___ Passage given ___
Polymer films having nutrients and/or components incorporated therein for use by soil, plants and/or animals, and methods of their production and use are provided herein.
According to one embodiment, a film for use in agriculture or horticulture includes a cross-linked biodegradable polymer film and one or more nutrients or components within the cross-linked film for use by one or more of soil or plants. The film is adapted to be flexible and to release the one or more nutrients or components after deployment.
In certain implementations and alternatives, the nutrients or components includes at least one of: nitrogen, phosphorous, fertilizers, metals, micronutrients, herbicides, silicon dioxide, alumina, calcium oxide, ferric oxide or potassium oxide. Such nutrients or components are not naturally present in the polymer forming the polymer film, nor are such nutrients or components formed from degradation of the polymer film. In addition or alternatively, the biodegradable polymer is a bio-based polymer alone or in combination with a fossil-based polymer. The biodegradable polymer may include polylactic acid (PLA) and polybutyrate (PBAT). The film may have a thickness of about 0.5 mils to about 1.0 mil, may be a three-layer coextruded film comprising two outside layers and an inside layer therebetween, and each of the outside layers may account for about 15 to 20 percent of the total thickness of the film, and the inside layer may account for about 60 to 70 percent of the total thickness of the film. The nutrients or components may account for about 0.1 to about 40 wt % of the film. The outside layers of the three-layer film may contain about 15 to about 20 wt % of the one or more nutrients or components, and the inside layer may contain about 60 to about 70 wt % of the one or more nutrients or components. The film may be continuous. In addition or alternatively, the film may include structural modifications.
According to another embodiment, a method of using a film in agriculture or horticulture settings involves deploying the film over a growing media. The film may include a cross-linked biodegradable polymer film and one or more nutrients or components within the cross-linked film for use by one or more of soil or plants. The film may be adapted to be flexible and to release the one or more nutrients or components after deployment. The one or more nutrients or components may include those described herein.
According to yet another embodiment, a method of producing a blown film having one or more nutrients or components incorporated therein may involve feeding into a hopper of a blown film extruder polymer resin pellets and compounded pellets comprised of the one or more nutrients or components and a polymer resin; heating the pellets into a molten resin; extruding the molten resin into a continuous film tube; inflating the continuous tube; and slitting the tube to form the film, where the film is adapted to be flexible and to release the one or more nutrients or components contained within the film after deployment.
___ Record set ___
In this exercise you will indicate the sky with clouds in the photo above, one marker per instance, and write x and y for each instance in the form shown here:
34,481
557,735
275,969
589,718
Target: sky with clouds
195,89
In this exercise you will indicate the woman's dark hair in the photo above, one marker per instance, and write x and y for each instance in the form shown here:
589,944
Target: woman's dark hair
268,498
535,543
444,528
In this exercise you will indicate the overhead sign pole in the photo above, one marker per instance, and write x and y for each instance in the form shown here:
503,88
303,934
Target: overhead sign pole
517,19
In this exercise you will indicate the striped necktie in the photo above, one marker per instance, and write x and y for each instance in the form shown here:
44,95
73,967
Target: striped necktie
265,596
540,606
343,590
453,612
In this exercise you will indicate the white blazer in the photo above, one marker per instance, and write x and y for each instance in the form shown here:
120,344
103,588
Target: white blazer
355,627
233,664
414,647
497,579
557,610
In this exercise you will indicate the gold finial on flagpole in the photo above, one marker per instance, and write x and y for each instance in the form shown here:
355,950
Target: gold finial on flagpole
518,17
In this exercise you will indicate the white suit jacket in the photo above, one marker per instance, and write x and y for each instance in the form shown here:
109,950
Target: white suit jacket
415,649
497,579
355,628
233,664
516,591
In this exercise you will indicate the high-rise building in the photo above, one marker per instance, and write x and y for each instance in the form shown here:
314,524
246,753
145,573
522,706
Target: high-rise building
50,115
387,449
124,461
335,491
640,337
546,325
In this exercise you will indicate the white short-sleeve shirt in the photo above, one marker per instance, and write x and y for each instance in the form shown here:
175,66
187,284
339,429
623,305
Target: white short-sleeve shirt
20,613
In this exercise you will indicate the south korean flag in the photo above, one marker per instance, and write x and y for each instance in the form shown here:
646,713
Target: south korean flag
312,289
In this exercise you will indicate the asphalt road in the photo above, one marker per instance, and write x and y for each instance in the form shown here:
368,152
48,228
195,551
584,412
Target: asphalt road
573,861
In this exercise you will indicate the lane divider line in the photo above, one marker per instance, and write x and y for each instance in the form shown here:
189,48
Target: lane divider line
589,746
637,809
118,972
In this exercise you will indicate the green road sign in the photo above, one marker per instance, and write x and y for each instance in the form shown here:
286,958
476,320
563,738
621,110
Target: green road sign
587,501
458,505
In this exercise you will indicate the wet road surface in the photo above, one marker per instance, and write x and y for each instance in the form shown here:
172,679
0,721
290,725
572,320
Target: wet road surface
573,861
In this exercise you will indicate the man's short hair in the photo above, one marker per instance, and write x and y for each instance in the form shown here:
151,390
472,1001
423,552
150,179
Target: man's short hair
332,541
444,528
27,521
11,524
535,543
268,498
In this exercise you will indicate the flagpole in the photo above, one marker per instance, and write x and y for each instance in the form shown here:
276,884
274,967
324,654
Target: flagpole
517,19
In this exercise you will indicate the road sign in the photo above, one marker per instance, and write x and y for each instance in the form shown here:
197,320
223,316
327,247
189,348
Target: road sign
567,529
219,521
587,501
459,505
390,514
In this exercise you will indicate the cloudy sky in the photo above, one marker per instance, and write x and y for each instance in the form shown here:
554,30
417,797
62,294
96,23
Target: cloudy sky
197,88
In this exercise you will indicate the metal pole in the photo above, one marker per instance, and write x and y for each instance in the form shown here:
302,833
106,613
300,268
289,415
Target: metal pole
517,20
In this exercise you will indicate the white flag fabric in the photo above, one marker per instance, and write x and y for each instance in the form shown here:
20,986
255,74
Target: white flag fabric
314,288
___
___ Record set ___
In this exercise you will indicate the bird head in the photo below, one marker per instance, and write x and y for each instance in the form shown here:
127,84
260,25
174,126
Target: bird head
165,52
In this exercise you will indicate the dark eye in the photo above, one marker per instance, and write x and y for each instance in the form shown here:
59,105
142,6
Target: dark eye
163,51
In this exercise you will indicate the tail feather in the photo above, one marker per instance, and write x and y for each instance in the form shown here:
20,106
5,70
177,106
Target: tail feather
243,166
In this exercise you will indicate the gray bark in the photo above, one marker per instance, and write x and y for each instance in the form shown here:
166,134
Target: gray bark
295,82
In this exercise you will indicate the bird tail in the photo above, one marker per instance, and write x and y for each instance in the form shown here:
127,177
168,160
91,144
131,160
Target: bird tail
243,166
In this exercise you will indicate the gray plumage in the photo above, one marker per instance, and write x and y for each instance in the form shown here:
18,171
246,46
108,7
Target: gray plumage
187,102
___
What is being asked:
According to the text on nutrient-bearing polymer films, what range of thickness may the film have?

Answer to the problem:
About 0.5 mils to about 1.0 mil.